## AUFGABE A
Entscheide für jede Aussage, ob sie mit dem Antwortschreiben zum Katholikentag übereinstimmt, und belege dein Ja oder Nein mit den entscheidenden Worten des Antwortschreibens als wörtlichem Zitat. (i) Täglich waren über 30.000 Menschen in Ulm. (ii) Die Veranstaltung mit Drewermann und Gaillot wurde vom Katholikentag selbst ausgerichtet. (iii) Dem Podiumsgespräch mit Hans Küng hörten 10.000 Menschen zu.

## SEITE
Programmdirektor
des Katholikentags
Antwort auf:
"Pornofilm
als katholische Ehevorbereitung?"
Sehr geehrter Pater Müller,
der Katholikentag war ein Fest des Glaubens
und der
Kirchengemeinschaft. Täglich über 30.000
Menschen waren in
Ulm, um gemeinsam zu beten und feiern, sich
zu begegnen und ins
Gespräch zu kommen. Allerseits wird
anerkennt, das der
Katholikentag ein großes, tiefgründiges
geistliches Ereignis
war.
Dass in verschiedenen Veranstaltungen
Personen auftreten, die
kirchlich umstritten sind, widerspricht dem
nicht. Katholikentage
haben auch die Aufgabe einer
Positionsbestimmung von Kirche in der
Gesellschaft und von Kirche als
vielschichtiger Glaubensgemeinschaft
auf dem Weg. Darum laden wir Politiker und
Wissenschaftler,
Kirchenkritiker und Fernstehende, um im
Gespräch unsere Postionen
neu zu bestimmen, denn vieles ist ja im
Fluss, wenn man nur an die
Entwicklungen in der Biothik denkt, um
Positionen zu festigen und
nach außen zu verdeutlichen.
Wir sind überzeugt, dass diese Form des
Dialogs für unsere
Gesellschaft und unsere Kirche wichtig ist
und nicht im Widerspruch
steht zu festen Überzeugungen, die wir im
Gespräch auch nicht
preisgeben.
Zu Ihrer Bemerkung zu den drei Namen
Drewermann, Gaillot und Küng.
Zunächst muss festgehalten werden, dass die
Veranstaltung mit
Drewermann und Gaillot eine Veranstaltung
der Leserinitiative der
Zeitschrift Publik-Forum war. Hans Küng war
in ein
Podiumsgespräch
mit Kardinal Lehmann und Frau Laurien
eingebunden, seine Aussagen
standen nicht unkommentiert im Raum. Es
hörten 6.000 Menschen zu.
Mein persönlicher Eindruck ist, dass es für
viele ein
Hoffnungszeichen ist, dass in der Kirche
plurale Meinungenmöglich
sein können und auch Kritik möglich sein
kann. Es war zu
spüren, dass nicht nur Hans Küng sondern
viele Gläubige
und selbst Kardinal Lehmann unter der
traurigen Tatsache leiden,
dass vieles vom Geist des Konzils verloren
gegangen ist. Die
Veranstaltung beschäftigte sich ja mit 40
Jahren
Kirchenkonstitution.

## AUFGABE B
Gib aus den Einträgen alles unverändert wieder, von der Zeile mit „the white sleeveless“ bis zum Ende der Einträge, beide Enden eingeschlossen.

Einträge zum Zeigen und Beschriften:
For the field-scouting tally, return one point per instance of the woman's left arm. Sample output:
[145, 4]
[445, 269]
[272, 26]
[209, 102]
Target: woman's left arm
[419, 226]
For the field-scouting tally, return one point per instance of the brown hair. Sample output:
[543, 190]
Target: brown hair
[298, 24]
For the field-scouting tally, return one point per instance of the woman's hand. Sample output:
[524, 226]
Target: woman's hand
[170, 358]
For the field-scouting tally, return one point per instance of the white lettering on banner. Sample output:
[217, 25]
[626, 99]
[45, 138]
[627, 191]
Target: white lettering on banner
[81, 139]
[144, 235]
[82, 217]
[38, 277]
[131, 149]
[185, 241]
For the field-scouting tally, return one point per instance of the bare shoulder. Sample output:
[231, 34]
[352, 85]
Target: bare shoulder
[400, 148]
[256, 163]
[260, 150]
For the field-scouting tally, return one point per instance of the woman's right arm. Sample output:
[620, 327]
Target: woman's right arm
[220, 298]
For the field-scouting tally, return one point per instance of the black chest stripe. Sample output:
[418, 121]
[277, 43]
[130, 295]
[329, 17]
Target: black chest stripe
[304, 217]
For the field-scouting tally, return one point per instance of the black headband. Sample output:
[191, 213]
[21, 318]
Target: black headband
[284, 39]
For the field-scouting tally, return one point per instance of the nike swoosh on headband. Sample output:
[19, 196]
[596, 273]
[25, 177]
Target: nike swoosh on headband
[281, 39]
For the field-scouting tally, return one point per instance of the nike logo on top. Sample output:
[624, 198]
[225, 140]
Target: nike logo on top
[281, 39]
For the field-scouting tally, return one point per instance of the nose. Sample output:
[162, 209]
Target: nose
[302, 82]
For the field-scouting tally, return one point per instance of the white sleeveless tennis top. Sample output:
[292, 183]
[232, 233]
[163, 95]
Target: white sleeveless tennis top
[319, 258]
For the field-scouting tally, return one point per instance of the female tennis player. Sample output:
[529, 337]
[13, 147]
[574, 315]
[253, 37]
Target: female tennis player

## ENDGÜLTIGE ANTWORT A
(i) Ja: „Täglich über 30.000 Menschen waren in Ulm“
(ii) Nein: „dass die Veranstaltung mit Drewermann und Gaillot eine Veranstaltung der Leserinitiative der Zeitschrift Publik-Forum war“
(iii) Nein: „Es hörten 6.000 Menschen zu.“

## ENDGÜLTIGE ANTWORT B
For the field-scouting tally, return one point per instance of the white sleeveless tennis top. Sample output:
[292, 183]
[232, 233]
[163, 95]
Target: white sleeveless tennis top
[319, 258]
For the field-scouting tally, return one point per instance of the female tennis player. Sample output:
[529, 337]
[13, 147]
[574, 315]
[253, 37]
Target: female tennis player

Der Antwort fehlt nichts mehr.